* start ENTRIES PROVIDED *

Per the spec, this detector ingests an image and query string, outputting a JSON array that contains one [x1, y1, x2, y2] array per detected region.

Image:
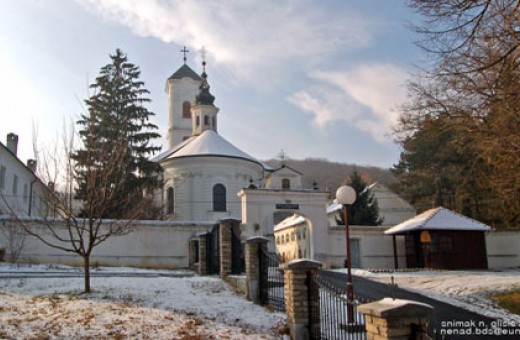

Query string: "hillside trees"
[[394, 0, 520, 227], [336, 170, 383, 226]]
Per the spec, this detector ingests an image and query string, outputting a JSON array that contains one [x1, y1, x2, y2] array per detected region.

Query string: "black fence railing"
[[231, 227, 246, 274], [258, 248, 285, 312], [206, 224, 220, 275], [307, 272, 370, 340]]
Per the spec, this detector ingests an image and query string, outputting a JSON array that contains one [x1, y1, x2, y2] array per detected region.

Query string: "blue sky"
[[0, 0, 424, 167]]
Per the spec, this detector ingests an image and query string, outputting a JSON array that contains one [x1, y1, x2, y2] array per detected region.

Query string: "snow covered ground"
[[0, 264, 520, 339], [348, 269, 520, 325], [0, 265, 285, 339]]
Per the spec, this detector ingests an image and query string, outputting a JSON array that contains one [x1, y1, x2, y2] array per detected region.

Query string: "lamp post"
[[336, 185, 356, 323]]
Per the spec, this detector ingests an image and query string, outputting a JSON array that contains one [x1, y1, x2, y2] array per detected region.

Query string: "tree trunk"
[[83, 255, 90, 293]]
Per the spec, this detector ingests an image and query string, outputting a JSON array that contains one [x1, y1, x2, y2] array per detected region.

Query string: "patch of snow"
[[336, 269, 520, 325], [0, 265, 285, 339]]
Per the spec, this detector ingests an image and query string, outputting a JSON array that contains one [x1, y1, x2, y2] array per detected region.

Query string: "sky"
[[0, 0, 424, 168]]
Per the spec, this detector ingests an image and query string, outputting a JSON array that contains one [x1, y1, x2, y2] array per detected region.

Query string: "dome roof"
[[168, 64, 202, 81], [152, 130, 267, 168]]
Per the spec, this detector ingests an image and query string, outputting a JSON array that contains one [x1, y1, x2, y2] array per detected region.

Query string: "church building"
[[152, 51, 301, 222]]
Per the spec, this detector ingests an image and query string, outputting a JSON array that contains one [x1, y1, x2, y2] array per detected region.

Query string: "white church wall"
[[486, 231, 520, 269], [327, 226, 406, 269], [8, 221, 213, 269], [164, 157, 263, 221]]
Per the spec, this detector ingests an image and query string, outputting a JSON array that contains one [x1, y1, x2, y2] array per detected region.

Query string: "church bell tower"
[[191, 49, 219, 136], [165, 47, 202, 149]]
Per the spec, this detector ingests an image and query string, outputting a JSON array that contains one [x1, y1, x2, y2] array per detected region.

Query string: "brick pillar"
[[284, 260, 322, 340], [358, 298, 433, 340], [199, 233, 208, 275], [219, 221, 233, 279], [244, 236, 269, 303]]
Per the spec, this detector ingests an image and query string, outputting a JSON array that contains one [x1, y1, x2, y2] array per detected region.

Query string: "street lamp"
[[336, 185, 356, 323]]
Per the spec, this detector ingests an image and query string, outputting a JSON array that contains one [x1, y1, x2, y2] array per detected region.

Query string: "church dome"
[[152, 130, 266, 168], [168, 64, 202, 81]]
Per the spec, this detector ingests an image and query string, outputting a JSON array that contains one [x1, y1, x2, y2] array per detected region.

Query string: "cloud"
[[288, 63, 408, 143], [78, 0, 373, 80]]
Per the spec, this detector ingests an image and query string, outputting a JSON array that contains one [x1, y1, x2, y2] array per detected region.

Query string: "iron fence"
[[258, 248, 285, 312], [306, 272, 370, 340]]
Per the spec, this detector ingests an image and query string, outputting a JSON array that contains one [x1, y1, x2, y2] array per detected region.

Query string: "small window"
[[13, 175, 18, 195], [213, 183, 226, 211], [0, 166, 5, 189], [23, 183, 29, 202], [282, 178, 291, 190], [182, 101, 191, 118], [166, 187, 175, 214]]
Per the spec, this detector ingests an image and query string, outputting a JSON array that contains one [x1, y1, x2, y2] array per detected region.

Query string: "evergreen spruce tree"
[[336, 171, 383, 225], [72, 49, 160, 219]]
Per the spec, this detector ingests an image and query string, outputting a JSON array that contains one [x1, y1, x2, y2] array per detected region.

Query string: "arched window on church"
[[166, 187, 175, 215], [182, 101, 191, 118], [213, 183, 226, 211]]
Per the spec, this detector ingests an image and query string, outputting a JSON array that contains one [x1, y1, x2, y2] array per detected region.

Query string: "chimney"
[[27, 159, 36, 173], [7, 132, 18, 156]]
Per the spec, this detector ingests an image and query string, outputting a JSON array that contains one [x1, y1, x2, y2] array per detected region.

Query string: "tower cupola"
[[191, 48, 219, 136]]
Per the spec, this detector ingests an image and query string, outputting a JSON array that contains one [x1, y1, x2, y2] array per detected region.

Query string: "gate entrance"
[[206, 224, 220, 275]]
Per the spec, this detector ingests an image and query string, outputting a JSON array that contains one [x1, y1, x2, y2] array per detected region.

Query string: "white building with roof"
[[152, 60, 314, 223], [0, 133, 50, 217]]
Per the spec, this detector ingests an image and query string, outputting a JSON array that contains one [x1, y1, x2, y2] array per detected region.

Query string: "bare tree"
[[397, 0, 520, 227], [0, 220, 27, 263]]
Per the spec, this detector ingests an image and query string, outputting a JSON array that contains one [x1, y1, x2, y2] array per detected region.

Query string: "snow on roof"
[[385, 207, 491, 235], [274, 214, 305, 231], [152, 130, 269, 168], [168, 64, 202, 80]]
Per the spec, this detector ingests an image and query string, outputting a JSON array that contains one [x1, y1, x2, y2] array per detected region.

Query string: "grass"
[[493, 290, 520, 315]]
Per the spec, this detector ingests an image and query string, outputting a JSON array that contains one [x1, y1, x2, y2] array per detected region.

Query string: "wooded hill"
[[265, 158, 397, 194]]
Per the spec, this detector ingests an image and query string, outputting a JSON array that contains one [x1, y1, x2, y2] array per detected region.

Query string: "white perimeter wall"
[[486, 231, 520, 269], [327, 226, 406, 269], [5, 221, 213, 269], [326, 226, 520, 269]]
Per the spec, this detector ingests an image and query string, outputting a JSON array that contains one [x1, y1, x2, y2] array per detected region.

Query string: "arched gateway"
[[238, 189, 329, 264]]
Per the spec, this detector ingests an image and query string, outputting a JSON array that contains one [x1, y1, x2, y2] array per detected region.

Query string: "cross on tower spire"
[[181, 46, 190, 64]]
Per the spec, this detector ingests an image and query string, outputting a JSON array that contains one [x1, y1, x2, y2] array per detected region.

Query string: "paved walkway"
[[322, 271, 520, 339], [0, 270, 195, 279]]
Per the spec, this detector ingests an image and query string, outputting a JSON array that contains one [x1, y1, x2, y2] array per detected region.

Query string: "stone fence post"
[[244, 236, 269, 303], [284, 259, 322, 340], [198, 233, 208, 276], [358, 298, 433, 340]]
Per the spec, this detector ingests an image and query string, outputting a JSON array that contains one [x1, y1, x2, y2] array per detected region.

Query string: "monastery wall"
[[8, 221, 213, 269], [486, 231, 520, 269]]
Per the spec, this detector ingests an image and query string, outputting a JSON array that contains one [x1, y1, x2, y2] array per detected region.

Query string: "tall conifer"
[[73, 49, 160, 218]]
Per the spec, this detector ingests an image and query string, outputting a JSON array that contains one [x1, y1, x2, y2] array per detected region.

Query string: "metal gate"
[[231, 225, 246, 274], [206, 224, 220, 275], [258, 248, 285, 312], [306, 272, 369, 340]]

* end ENTRIES PROVIDED *

■ PROBLEM TO WORK ON: Copy the data again from its very beginning up to and including the line with "[[394, 0, 520, 227], [336, 170, 383, 226]]". Scale every box coordinate by 1.95, round each one to a whole number with halves rounded up, and leave out the pictures.

■ FULL SOLUTION:
Per the spec, this detector ingests an image and query string, outputting a JSON array that contains one [x1, y1, x2, y2] array per detected region.

Image:

Query string: "hillside trees"
[[768, 0, 1014, 443], [655, 332, 747, 441]]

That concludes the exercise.